[BEGIN Data provided]

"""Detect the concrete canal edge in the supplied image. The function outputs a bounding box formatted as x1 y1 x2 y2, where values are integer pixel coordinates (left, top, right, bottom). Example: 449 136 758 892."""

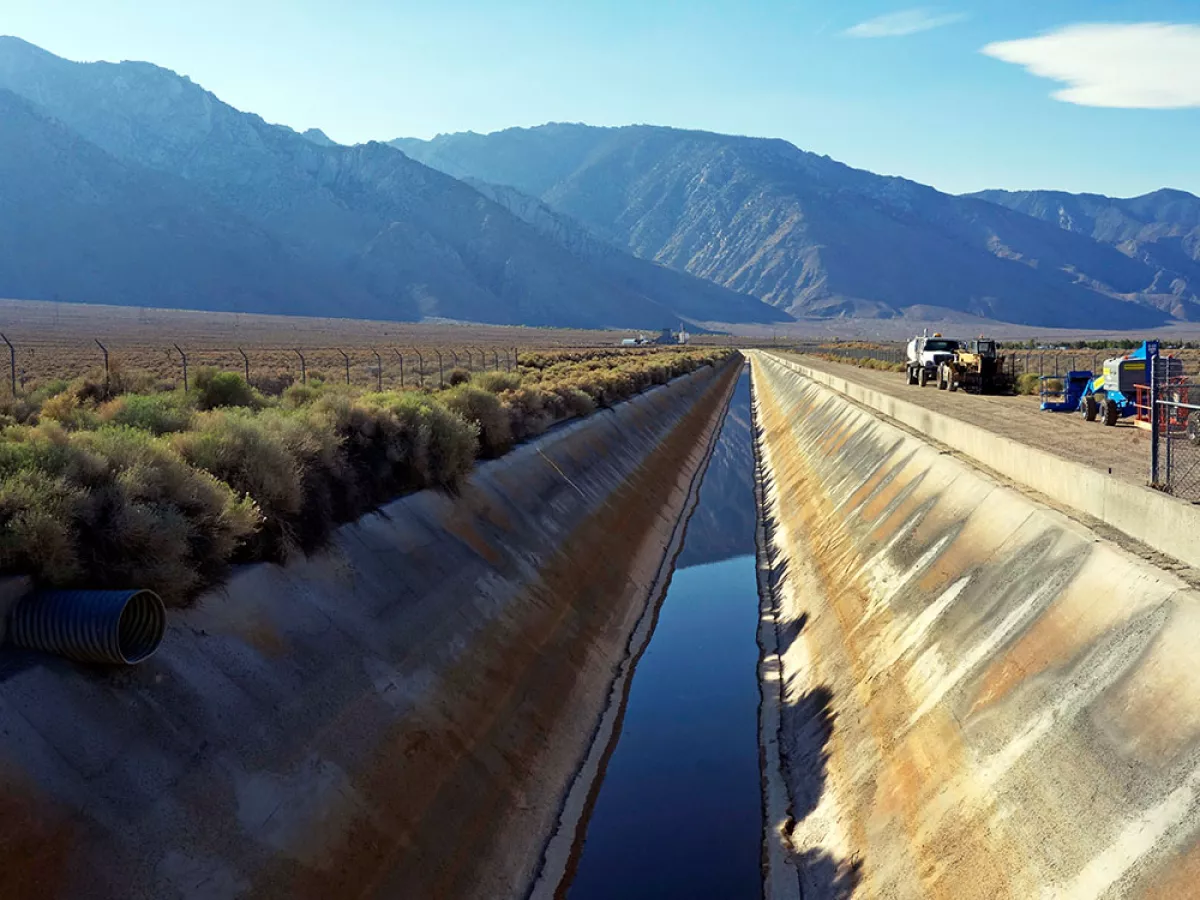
0 355 740 900
774 348 1200 568
750 353 1200 900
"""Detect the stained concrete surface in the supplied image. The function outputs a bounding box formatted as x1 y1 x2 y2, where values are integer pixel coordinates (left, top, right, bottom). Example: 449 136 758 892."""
751 353 1200 900
0 367 737 900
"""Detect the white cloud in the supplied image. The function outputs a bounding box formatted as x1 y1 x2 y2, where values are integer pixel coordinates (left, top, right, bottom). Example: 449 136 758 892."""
983 22 1200 109
845 8 967 37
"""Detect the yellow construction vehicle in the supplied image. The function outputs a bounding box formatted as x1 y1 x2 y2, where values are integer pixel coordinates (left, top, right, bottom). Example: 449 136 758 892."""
937 337 1015 394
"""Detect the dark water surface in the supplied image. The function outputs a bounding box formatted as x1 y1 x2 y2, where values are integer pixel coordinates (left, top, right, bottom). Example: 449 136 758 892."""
569 373 762 900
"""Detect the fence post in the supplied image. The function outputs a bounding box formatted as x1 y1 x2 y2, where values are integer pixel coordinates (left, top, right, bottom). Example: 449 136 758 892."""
1150 353 1156 486
0 335 17 400
96 337 111 396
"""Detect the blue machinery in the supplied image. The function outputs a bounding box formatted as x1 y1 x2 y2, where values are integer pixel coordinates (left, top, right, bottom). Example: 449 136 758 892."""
1042 341 1183 425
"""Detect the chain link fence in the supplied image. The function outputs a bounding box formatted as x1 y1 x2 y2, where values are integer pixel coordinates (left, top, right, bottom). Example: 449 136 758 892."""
1151 367 1200 503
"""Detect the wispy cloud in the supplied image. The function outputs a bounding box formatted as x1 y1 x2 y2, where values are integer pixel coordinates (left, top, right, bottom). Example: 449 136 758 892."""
983 22 1200 109
844 8 967 37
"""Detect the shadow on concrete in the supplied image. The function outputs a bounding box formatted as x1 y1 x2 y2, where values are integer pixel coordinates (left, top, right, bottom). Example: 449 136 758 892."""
754 422 863 900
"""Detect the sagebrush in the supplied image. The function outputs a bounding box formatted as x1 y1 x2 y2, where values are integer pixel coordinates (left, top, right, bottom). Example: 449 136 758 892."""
0 349 730 602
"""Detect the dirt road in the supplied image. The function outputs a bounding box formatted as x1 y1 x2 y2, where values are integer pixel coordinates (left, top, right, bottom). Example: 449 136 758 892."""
780 353 1150 485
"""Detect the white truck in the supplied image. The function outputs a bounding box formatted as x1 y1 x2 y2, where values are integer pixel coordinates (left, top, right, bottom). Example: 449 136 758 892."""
905 334 959 388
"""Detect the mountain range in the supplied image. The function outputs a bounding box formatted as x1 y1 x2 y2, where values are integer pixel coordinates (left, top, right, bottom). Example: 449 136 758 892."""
0 38 786 328
392 125 1200 328
0 37 1200 330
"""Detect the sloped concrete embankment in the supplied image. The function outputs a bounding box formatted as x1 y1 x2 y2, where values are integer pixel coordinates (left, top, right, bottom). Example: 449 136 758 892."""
0 365 740 900
752 354 1200 900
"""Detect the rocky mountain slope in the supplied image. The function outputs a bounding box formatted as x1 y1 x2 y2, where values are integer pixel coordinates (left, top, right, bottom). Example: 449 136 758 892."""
463 178 792 323
0 38 778 328
392 125 1200 328
971 190 1200 317
0 90 355 314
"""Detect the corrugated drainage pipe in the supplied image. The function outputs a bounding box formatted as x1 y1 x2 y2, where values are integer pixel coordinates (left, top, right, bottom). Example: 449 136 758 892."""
8 590 167 665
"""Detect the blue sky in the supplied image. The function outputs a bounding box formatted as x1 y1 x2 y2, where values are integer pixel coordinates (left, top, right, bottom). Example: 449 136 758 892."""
0 0 1200 196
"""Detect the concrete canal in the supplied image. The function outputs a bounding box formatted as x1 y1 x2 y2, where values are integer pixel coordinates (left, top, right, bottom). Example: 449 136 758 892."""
566 372 762 900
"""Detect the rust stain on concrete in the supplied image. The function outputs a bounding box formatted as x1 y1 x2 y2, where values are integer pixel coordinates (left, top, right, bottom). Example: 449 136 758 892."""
249 368 738 900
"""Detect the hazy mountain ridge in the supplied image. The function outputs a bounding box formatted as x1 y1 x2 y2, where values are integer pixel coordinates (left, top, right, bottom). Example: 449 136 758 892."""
463 178 791 323
970 188 1200 316
395 125 1200 328
0 89 368 314
0 38 770 328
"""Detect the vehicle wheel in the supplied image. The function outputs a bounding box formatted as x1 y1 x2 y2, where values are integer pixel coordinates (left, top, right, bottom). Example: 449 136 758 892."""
1079 394 1100 422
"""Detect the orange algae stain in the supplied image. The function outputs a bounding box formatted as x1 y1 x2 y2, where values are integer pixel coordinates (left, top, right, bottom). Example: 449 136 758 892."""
757 360 1015 900
970 565 1160 714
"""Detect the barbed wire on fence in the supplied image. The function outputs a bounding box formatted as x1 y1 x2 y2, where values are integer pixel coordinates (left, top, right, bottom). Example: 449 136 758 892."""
0 334 710 397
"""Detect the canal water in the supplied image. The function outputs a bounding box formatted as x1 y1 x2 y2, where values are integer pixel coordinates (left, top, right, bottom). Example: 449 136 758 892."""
568 372 762 900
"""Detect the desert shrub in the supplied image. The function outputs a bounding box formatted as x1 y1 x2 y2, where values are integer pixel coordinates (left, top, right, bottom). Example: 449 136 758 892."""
367 391 479 488
438 383 512 458
194 366 263 409
0 424 258 601
0 396 42 425
470 372 521 394
173 409 314 560
0 350 727 601
100 391 196 434
280 384 320 409
38 391 98 431
500 388 554 440
253 372 296 397
1016 372 1042 394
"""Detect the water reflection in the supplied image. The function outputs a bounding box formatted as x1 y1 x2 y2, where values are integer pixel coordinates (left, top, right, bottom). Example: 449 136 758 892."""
569 374 762 900
677 373 756 569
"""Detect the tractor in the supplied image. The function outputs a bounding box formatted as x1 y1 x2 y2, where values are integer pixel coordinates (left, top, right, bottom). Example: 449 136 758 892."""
937 337 1015 394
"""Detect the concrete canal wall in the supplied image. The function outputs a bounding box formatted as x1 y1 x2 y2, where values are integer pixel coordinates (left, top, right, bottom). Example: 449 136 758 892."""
0 355 740 900
751 353 1200 900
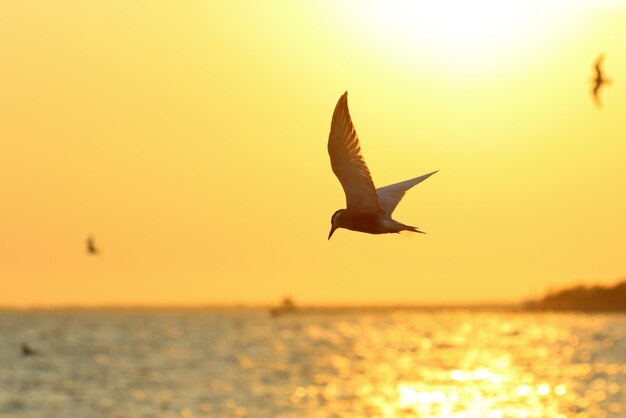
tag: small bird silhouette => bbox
[87,236,100,255]
[328,92,437,239]
[591,54,611,106]
[20,343,37,356]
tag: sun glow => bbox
[330,0,563,70]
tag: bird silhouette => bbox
[328,92,437,239]
[87,236,100,255]
[591,54,611,106]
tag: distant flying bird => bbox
[20,343,37,356]
[592,54,611,106]
[87,237,100,255]
[328,92,437,239]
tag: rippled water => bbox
[0,310,626,418]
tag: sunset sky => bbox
[0,0,626,306]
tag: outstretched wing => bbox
[376,170,439,216]
[328,92,383,213]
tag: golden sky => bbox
[0,0,626,306]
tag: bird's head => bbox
[328,209,346,239]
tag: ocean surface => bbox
[0,309,626,418]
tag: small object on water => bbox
[21,343,37,356]
[591,54,611,107]
[87,236,100,255]
[270,296,296,317]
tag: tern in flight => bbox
[328,92,437,239]
[87,237,100,255]
[592,54,611,106]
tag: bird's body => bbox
[591,54,611,106]
[328,92,436,239]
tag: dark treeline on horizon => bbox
[526,280,626,312]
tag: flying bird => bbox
[592,54,611,106]
[87,237,100,255]
[328,92,438,239]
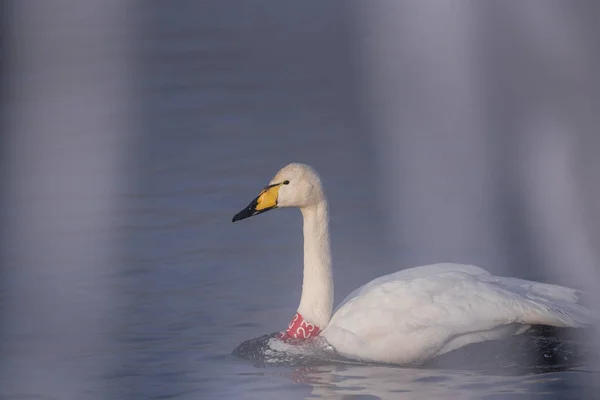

[END Data provided]

*Problem requirements*
Output the lines that start with the one containing "concrete canal in" and end with the one containing "566 372 762 900", including both, with no changes.

*Solved problem*
"""Detect the concrete canal in the supplied image. The function outputs a bounding box formatted as x1 y1 x2 y2, where values are integer pixel coordinates (left, top, right, bottom). Example: 449 136 758 892."""
566 372 762 900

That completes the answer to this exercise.